(Data about object locations)

.....

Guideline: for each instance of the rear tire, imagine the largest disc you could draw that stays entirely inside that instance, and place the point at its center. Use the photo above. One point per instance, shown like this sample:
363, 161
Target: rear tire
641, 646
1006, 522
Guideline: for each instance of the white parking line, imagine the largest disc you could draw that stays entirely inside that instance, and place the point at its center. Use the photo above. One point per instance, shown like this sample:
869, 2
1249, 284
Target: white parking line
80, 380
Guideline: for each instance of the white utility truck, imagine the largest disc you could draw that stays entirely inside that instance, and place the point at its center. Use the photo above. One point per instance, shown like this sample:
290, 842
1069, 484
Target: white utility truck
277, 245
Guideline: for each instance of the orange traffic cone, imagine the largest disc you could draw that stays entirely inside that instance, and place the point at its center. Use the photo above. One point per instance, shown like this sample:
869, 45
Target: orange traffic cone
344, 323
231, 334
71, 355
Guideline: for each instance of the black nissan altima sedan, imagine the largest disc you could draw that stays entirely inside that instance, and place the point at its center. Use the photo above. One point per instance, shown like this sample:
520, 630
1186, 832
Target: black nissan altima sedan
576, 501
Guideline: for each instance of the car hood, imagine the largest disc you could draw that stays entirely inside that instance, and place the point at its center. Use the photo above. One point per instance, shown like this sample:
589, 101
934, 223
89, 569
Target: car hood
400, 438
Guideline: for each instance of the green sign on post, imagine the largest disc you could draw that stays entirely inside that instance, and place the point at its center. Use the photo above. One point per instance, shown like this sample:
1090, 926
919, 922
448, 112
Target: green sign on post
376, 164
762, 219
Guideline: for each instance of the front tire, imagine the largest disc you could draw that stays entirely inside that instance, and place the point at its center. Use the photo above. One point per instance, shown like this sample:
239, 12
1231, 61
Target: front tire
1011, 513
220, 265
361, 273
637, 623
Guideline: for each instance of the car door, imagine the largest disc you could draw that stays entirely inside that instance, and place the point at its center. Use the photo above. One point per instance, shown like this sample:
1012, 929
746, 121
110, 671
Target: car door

.....

◆ Exercise:
Turn the data above into a Markdown table with two columns, Row and Data Line. Give each line its own numbered row and leave out any blank lines.

◆ Final result:
| Row | Data Line |
|---|---|
| 1 | Guideline: for each instance of the rear tire, imagine the largest disc you could draw that stays entirely inside that instance, and place the point at its center. Use the photo above. One point per instance, shown like this sample: |
| 2 | 363, 161 |
| 3 | Target: rear tire |
| 4 | 641, 646 |
| 5 | 1006, 522 |
| 6 | Guideline: for each instance of the white parking line, imagine the largest disc you could draw that stays entirely inside that instance, and place the point at its center. Use the photo above. One point per instance, shown like this sample: |
| 7 | 869, 2 |
| 8 | 1249, 284 |
| 9 | Target: white parking line |
| 10 | 80, 380 |
| 11 | Guideline: for each instance of the white utility truck, imagine the largest disc you could draw that stays entirely inside that instance, and place the point at its center. Use the photo above. One point per instance, shown like this sample: |
| 12 | 290, 842 |
| 13 | 1069, 484 |
| 14 | Target: white utility truck |
| 15 | 277, 245 |
| 16 | Guideline: for each instance of the orange traffic cone, imagine the largest disc you could draw that stays entirely inside that instance, and place the point at its center. Use the photo above. One point per instance, shown like this sample: |
| 17 | 869, 45 |
| 18 | Target: orange traffic cone |
| 19 | 344, 323 |
| 20 | 231, 334 |
| 21 | 71, 355 |
| 22 | Guideline: for each instance of the black nissan altima sedan, imagine the largest disc you could draw that stays entirely inside that instance, and place the point at its center. Use the photo above. One point per instance, shown like this sample: |
| 23 | 520, 630 |
| 24 | 1186, 832 |
| 25 | Target: black nissan altima sedan |
| 26 | 576, 501 |
| 27 | Guideline: for each instance of the car hood, imagine the largest disc you could draw that stays entirely inside that instance, and place the point at its center. Use the photo above. One point per instance, shown like this sample: |
| 28 | 589, 101 |
| 29 | 934, 223 |
| 30 | 89, 569 |
| 31 | Target: car hood |
| 32 | 400, 438 |
| 33 | Guideline: for each instance of the green sign on post, imagine the largest disc you could draw that stays entirely inside that instance, and place the point at its center. Use the photo above. One point per instance, shown like this sample: |
| 34 | 1090, 926 |
| 35 | 919, 922 |
| 36 | 448, 112 |
| 37 | Target: green sign on post |
| 38 | 376, 164 |
| 39 | 762, 219 |
| 40 | Guideline: for each instance of the front tire, imagine the largest disc you could draw that stays entirely inside that instance, and place the point at its center. Use the photo above. One point per instance, shown like this sample: |
| 41 | 239, 12 |
| 42 | 1231, 61 |
| 43 | Target: front tire |
| 44 | 1011, 513 |
| 45 | 220, 265 |
| 46 | 361, 273 |
| 47 | 637, 623 |
| 48 | Guideline: for each instance of the car door, imagine the largest disc you could draw that stays entirely inside that instance, and place the point at its center. Use the photo above. One point per instance, shown like this sample: |
| 49 | 1012, 929 |
| 50 | 746, 121 |
| 51 | 110, 671 |
| 52 | Target: car door |